→ **Aim of the exercise**:
Repeat exactly the lines beginning at the one that contains "Reviewer note: confirm that each instance of the pond" and running to the end of the material. Omit the pictures.

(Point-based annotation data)
= = =

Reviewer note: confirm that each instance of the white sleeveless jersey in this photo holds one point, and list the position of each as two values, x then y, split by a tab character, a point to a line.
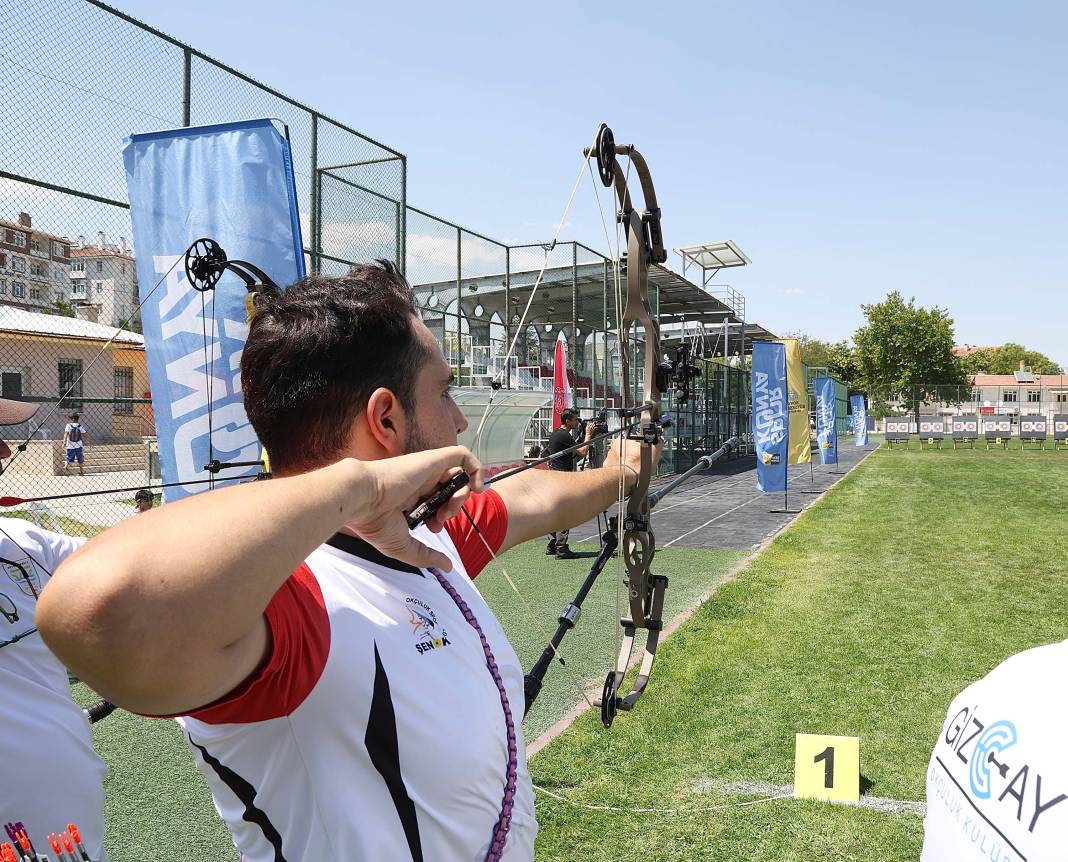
53	776
998	779
376	731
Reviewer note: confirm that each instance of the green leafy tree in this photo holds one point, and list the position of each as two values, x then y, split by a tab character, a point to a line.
906	351
1006	359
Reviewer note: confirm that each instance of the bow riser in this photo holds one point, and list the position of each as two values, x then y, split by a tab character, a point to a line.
645	590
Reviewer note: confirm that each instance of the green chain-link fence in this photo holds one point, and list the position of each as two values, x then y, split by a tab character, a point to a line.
77	77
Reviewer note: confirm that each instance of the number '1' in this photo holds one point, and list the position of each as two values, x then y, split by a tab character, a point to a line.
827	755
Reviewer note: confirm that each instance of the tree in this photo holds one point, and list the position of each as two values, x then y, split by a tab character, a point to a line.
1006	359
906	350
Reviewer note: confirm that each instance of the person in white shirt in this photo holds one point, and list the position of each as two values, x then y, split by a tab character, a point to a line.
998	779
52	776
74	443
346	691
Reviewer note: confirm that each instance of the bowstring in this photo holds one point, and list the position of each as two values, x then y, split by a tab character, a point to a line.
476	448
543	631
617	643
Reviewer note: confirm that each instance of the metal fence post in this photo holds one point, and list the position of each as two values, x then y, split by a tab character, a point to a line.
187	76
507	314
575	312
459	297
316	181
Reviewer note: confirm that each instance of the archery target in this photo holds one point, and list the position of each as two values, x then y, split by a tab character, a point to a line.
1061	426
1033	427
996	428
897	429
966	427
931	428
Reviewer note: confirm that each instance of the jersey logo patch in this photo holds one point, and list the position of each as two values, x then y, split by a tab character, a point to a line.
424	626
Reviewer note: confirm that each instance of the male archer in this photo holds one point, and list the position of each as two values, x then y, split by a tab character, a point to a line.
346	690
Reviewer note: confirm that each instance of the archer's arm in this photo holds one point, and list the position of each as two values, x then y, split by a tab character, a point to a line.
543	501
165	612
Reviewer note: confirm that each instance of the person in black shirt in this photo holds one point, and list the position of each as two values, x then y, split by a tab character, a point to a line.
559	440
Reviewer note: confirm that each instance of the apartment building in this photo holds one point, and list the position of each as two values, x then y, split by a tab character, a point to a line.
1020	393
104	282
34	265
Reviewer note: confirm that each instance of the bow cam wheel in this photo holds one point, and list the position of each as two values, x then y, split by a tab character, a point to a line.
609	701
205	263
606	155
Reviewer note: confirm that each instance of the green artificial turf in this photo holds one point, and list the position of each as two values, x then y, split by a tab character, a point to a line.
916	575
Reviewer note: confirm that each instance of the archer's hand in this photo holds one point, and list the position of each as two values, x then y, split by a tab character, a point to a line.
631	458
396	485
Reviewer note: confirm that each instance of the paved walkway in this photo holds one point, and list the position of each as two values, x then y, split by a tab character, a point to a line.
722	508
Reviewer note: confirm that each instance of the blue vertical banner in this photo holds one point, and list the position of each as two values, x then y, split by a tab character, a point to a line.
827	426
860	419
770	414
232	183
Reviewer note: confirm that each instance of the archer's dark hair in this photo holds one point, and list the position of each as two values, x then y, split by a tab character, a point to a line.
317	351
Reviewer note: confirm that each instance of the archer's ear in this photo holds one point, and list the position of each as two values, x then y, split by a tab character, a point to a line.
386	421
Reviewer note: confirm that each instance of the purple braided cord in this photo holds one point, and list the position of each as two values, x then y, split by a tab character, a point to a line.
504	821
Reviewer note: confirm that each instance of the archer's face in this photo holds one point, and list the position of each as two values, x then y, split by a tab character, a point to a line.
437	421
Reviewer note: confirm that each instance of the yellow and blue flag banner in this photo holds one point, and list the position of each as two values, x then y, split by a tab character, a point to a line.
770	414
827	426
800	436
860	419
232	183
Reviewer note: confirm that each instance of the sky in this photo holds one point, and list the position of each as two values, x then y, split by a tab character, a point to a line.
848	149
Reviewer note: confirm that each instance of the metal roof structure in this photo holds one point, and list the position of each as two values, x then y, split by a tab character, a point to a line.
712	255
57	326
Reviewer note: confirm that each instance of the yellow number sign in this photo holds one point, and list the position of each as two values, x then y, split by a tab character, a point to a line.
827	767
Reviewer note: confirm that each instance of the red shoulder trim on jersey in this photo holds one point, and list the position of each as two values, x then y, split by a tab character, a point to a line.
488	512
300	641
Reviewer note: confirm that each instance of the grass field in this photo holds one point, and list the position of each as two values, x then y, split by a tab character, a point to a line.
917	574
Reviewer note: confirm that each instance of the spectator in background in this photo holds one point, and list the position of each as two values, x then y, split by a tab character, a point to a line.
998	779
74	441
14	412
559	440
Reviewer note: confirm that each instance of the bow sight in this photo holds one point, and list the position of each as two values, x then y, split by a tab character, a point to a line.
681	372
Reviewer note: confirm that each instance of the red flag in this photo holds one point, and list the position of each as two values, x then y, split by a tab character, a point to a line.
561	388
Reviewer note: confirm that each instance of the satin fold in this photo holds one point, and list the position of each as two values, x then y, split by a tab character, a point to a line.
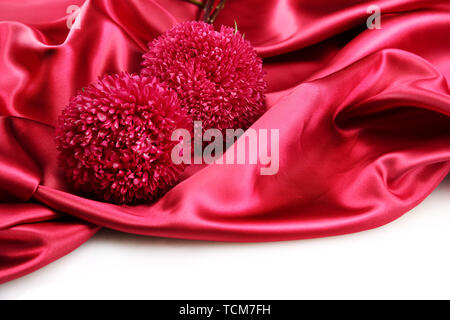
364	120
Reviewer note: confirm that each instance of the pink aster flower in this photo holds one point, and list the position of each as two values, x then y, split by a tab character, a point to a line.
217	75
114	138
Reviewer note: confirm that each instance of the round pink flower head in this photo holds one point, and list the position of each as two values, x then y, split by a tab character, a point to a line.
217	75
114	138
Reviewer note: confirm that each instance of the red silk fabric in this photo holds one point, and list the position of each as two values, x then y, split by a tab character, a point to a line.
364	120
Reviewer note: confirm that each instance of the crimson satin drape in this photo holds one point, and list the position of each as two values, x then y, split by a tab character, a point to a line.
364	120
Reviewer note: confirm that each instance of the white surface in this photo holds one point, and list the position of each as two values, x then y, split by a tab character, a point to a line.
409	258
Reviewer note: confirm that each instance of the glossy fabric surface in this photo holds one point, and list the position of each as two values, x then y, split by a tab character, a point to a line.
364	120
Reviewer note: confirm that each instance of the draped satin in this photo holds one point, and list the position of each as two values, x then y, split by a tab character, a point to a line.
364	120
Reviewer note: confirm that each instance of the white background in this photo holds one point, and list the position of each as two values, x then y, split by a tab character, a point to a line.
409	258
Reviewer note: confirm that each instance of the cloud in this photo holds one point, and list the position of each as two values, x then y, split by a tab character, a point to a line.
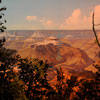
31	18
74	19
48	24
97	14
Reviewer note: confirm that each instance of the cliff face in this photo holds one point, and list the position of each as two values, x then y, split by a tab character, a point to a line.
58	54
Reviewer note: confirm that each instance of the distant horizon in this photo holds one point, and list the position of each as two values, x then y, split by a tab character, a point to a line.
51	14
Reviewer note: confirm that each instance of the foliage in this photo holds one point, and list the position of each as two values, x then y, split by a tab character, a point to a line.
33	73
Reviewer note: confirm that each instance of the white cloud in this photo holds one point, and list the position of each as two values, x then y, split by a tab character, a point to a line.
31	18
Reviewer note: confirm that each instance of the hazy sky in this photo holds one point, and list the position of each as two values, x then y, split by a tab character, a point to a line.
50	14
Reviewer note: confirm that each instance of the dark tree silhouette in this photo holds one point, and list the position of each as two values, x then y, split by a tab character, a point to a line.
33	73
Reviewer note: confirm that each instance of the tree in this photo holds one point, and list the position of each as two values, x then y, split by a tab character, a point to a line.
10	86
33	73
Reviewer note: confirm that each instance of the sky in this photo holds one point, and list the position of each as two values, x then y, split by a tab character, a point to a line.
50	14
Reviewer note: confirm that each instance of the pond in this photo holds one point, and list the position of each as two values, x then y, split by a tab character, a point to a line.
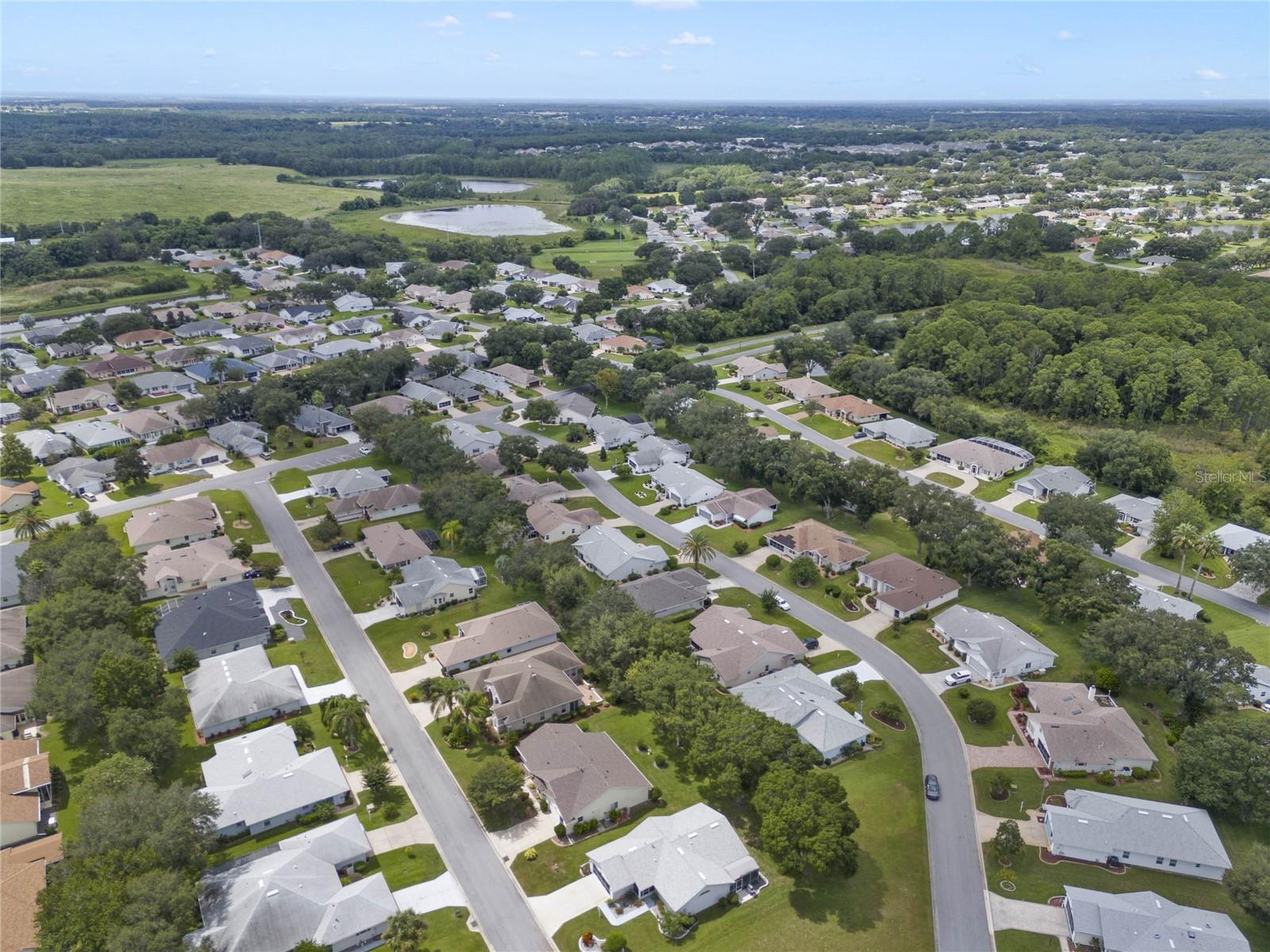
488	220
492	187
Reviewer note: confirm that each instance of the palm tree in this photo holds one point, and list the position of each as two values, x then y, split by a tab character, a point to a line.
1183	539
1206	547
29	524
696	546
344	717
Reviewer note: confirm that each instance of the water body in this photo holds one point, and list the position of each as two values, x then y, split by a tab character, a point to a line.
486	220
491	187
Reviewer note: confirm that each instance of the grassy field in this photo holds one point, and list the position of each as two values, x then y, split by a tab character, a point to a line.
173	188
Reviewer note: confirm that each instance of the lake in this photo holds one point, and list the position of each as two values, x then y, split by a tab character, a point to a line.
491	187
487	220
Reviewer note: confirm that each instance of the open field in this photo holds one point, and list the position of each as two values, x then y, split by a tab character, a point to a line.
173	188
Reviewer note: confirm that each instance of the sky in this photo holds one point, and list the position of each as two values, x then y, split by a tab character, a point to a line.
641	50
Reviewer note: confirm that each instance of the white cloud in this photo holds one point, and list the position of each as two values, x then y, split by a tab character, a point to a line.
687	38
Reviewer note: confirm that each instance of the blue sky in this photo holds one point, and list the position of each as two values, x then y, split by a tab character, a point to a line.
641	50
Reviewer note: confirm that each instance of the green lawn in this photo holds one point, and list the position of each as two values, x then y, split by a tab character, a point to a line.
239	517
360	581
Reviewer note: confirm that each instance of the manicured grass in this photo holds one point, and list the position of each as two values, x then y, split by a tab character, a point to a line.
171	188
406	866
360	581
994	734
234	508
156	484
884	454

= = =

→ **Output for this exercise**:
Reviewer note: confirm that each instance of the pond in this photo holds one point, and list the position of each as two values, x then y, split by a tab character, a point to a line.
488	220
492	187
Reviewer note: confirm that each instance of the palm tree in this photo holds one point, and list the position of each as two values, x then y, split by a tab character, a point to a line.
1183	539
1206	547
29	524
696	546
344	717
Reviewer note: confirm that each instance of the water body in this photo holds one point, and list the position of each as two values, x then y, split by a tab character, a point to a line.
486	220
491	187
Reviewer note: confirm that each instance of the grassy field in this photo holds one point, and list the position of each as two values, x then y, split by a tab character, a point to a line.
173	188
Reviewer note: confirm that each instance of the lake in this photo holds one point, and list the position of each as two values, x then y, split by a tab character, a point to a line.
491	187
487	220
Reviewer note: confirm that each instance of the open field in this photo holds one point, and list the position of each as two values, x then y, split by a tab character, a point to a line.
173	188
Reviewer note: confirm that each instance of the sky in this photo holds one point, and list the position of each as two values, x then y, split by a tab character, a point to a line.
641	50
Reviewer note: confirm that each instance of the white cloud in this photo holds one point, and list the position of each as two values, x then y, split by a tab character, a point to a line.
687	38
Reviewer note: confirm that each instance of the blue sky in this photo holds one point, and list the position of each as two values, x then y, split by a tab character, a point to a line.
641	50
Reviewer note: confirm that each instance of the green lawn in this photo holds one point, and list the position of each as two values, x then y, split by a tab character, a point to a line.
239	517
360	581
Reviewer note: confirm that each instance of the manicured grass in this photo holds one point, and list the position of each as two values, x then y, split by a tab character, a point to a line.
171	188
406	866
360	581
994	734
234	508
156	484
884	454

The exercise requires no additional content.